O preço pago ao produtor está em torno de R$ 50 a saca, mas o mercado prevê que subirá para R$ 65. Porém, já foram embarcadas 18 milhões de toneladas e os bons preços internacionais estão direcionando uma fatia considerável da produção para o exterior, como já ocorreu no ano passado. Prevendo escassez, grandes consumidores – especialmente a indústria da carne e as cadeias de aves e suínos – já estão importando. O preço do milho para retirar no porto é de R$ 71 mais a operação logística de internalização. A situação do milho (e também do farelo de soja) encarecerá o custo das rações para aves e suínos, aumentando o custo de produção dessas proteínas.
Mais curiosa é a situação do arroz, um dos cereais mais comercializado no mundo. O consumo mundial na safra 2018/2019 foi de 494 milhões de toneladas. O maior produtor é a China e o Brasil fica em 11º lugar. Dessa vez o Brasil terá de importar, fato que ocorreu pouquíssimas vezes na história. No ano passado, o país colheu 12 milhões de toneladas, mas os preços ruins dos anos anteriores e a seca deste ano levaram à redução da área plantada (houve migração para soja) e a safra baixou para 10,4 milhões de toneladas. Além da produção menor, a situação cambial estimulou a exportação de arroz industrializado para o México. No início da colheita, o produtor recebia R$ 450 pela saca de 50 quilos, preço que evoluiu para R$ 100. Entretanto, o mercado externo pagou melhor, razão pela qual o arroz brasileiro foi para o mercado mundial. Resultado: faltou produto no mercado doméstico e será necessário importar porque a próxima safra só entra em fevereiro de 2021. Atentas a isso, as indústrias pedem a suspensão do imposto de importação (8%), mas os arrozeiros brigam pela manutenção do tributo.
Barbieri avalia que uma das explicações para acentuada valorização dos grãos é o abandono da política de estoques reguladores. Antigamente, a Companhia Nacional de Abastecimento (Conab) mantinha estoques para intervir no mercado quando surgia alguma distorção grave nas relações concorrenciais. Nos últimos anos, a Conab somente participa quando os produtos primários são transacionados com nível abaixo dos preços mínimos – o que tornou-se difícil de ocorrer até mesmo porque os preços mínimos sempre estão desatualizados. O vice-presidente da Faesc lamenta que a maior parcela dos ganhos não fique no campo. "Infelizmente, esses produtos agrícolas não estão mais na mão dos produtores rurais, portanto, quem está ficando com a maior parte desses ganhos são as tradings", desabafa.
----
> _EXERCÍCIO_
Responda com base no trecho sobre os preços dos grãos:
(a) Qual é o preço do milho para retirar no porto?
(b) Em que posição o Brasil fica entre os produtores de arroz?
(c) Qual é a alíquota do imposto de importação cuja suspensão as indústrias pedem?

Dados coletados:
----
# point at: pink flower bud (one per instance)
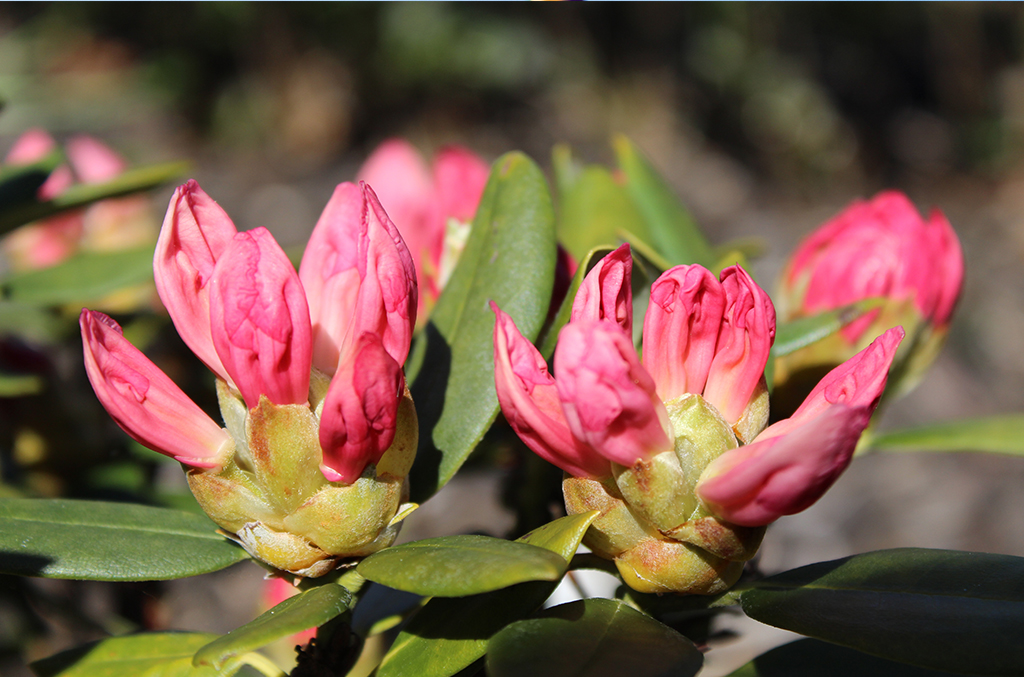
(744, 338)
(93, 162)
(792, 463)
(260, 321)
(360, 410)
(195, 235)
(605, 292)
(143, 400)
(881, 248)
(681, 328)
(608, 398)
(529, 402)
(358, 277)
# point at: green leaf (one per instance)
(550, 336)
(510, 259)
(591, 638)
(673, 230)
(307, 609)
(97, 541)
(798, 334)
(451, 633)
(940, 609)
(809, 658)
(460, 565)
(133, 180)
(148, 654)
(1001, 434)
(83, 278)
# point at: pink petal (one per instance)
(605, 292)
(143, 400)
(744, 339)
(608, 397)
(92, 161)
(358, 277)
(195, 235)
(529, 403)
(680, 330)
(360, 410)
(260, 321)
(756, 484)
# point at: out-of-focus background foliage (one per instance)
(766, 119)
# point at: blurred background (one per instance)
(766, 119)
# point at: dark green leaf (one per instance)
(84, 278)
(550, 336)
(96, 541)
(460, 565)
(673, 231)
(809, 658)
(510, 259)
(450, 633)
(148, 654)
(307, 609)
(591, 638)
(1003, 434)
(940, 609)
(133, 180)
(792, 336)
----
> _RESOLUÇÃO_
(a) R$ 71, mais a operação logística de internalização.
(b) Em 11º lugar.
(c) 8%.